Material to process:
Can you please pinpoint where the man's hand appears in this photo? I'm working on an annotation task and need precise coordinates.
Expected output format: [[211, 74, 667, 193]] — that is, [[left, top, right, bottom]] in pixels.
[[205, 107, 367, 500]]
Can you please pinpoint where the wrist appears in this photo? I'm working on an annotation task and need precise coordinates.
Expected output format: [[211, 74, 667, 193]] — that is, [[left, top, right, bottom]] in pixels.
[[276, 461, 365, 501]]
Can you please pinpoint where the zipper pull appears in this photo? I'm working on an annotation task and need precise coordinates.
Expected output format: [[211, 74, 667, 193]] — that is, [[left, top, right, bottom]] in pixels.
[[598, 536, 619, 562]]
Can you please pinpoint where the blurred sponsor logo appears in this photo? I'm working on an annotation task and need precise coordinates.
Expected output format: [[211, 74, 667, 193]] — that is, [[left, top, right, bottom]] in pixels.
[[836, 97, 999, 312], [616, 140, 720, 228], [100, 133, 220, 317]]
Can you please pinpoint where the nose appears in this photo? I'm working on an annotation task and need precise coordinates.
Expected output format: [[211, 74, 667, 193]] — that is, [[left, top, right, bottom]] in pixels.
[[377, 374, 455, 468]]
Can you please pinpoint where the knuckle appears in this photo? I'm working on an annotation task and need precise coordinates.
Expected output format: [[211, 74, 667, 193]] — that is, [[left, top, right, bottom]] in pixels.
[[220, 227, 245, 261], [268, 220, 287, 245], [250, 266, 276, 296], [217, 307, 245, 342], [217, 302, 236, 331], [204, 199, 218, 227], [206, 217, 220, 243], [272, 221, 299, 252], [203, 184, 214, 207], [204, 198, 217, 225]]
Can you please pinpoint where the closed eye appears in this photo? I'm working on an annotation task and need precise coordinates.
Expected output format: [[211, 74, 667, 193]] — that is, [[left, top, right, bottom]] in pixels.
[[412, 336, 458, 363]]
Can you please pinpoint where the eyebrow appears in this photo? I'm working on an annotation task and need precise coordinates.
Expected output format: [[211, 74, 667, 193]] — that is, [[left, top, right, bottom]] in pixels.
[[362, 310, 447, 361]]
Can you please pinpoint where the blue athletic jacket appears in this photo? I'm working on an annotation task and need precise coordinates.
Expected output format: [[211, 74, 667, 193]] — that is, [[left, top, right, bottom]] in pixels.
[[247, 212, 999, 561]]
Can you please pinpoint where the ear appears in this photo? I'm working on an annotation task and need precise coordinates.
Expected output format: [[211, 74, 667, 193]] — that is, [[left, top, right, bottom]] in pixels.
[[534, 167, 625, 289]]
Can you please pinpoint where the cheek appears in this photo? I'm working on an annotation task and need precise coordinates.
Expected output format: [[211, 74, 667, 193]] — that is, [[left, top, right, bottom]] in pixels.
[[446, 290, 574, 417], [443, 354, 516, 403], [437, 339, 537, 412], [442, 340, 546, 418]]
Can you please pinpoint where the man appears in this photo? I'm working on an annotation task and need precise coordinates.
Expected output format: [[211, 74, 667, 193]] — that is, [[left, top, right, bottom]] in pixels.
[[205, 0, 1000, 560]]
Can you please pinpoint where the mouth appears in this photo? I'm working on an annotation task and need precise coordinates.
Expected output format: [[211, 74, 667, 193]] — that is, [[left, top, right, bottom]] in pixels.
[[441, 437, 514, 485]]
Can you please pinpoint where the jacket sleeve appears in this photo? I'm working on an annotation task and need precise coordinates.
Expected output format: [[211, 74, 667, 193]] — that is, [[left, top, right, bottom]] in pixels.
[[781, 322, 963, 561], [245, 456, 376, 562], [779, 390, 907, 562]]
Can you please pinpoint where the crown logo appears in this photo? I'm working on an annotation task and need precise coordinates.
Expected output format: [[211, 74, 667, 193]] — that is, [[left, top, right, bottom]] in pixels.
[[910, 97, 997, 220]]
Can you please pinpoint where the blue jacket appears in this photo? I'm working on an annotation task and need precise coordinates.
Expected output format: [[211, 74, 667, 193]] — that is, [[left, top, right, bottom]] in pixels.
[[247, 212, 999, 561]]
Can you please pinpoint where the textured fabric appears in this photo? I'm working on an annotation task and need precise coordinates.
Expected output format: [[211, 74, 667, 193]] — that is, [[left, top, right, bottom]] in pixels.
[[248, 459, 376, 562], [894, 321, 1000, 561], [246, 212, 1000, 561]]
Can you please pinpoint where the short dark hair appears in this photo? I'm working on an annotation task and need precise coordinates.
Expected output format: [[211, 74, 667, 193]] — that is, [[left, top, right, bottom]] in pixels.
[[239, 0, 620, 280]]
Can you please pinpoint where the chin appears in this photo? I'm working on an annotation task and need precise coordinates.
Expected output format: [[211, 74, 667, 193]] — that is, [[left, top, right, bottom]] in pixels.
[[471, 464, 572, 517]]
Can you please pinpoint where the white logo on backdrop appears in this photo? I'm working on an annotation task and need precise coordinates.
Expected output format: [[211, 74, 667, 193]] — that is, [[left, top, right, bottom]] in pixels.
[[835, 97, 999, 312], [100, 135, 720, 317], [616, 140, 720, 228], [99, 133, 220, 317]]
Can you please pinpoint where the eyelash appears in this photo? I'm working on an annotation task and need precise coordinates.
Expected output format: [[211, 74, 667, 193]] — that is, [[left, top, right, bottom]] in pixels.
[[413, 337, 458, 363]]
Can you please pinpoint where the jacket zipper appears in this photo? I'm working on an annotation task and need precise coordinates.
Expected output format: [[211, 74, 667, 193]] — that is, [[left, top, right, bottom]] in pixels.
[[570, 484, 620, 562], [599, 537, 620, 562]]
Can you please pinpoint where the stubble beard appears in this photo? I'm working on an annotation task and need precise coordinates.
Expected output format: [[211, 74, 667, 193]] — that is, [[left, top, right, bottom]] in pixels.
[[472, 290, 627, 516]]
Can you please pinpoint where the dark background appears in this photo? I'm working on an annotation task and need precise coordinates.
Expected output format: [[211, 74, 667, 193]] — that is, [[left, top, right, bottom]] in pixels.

Directions: Search the data for "jacket". Copy every line that has it.

Answer to this exercise:
Can you please pinpoint where the blue athletic jacket appears in this photo? I'm working on an annotation task and need precise coordinates.
Can you please pinpoint where the jacket sleeve appears in this photo? I'm working on an annotation task and need precise coordinates.
Can you please pinpoint where the blue jacket appears in this photo? I'm working on an annotation task and need precise coordinates.
Can you please pinpoint where the jacket zipper appears in this photo? I'm working on an annotation task and need precise coordinates.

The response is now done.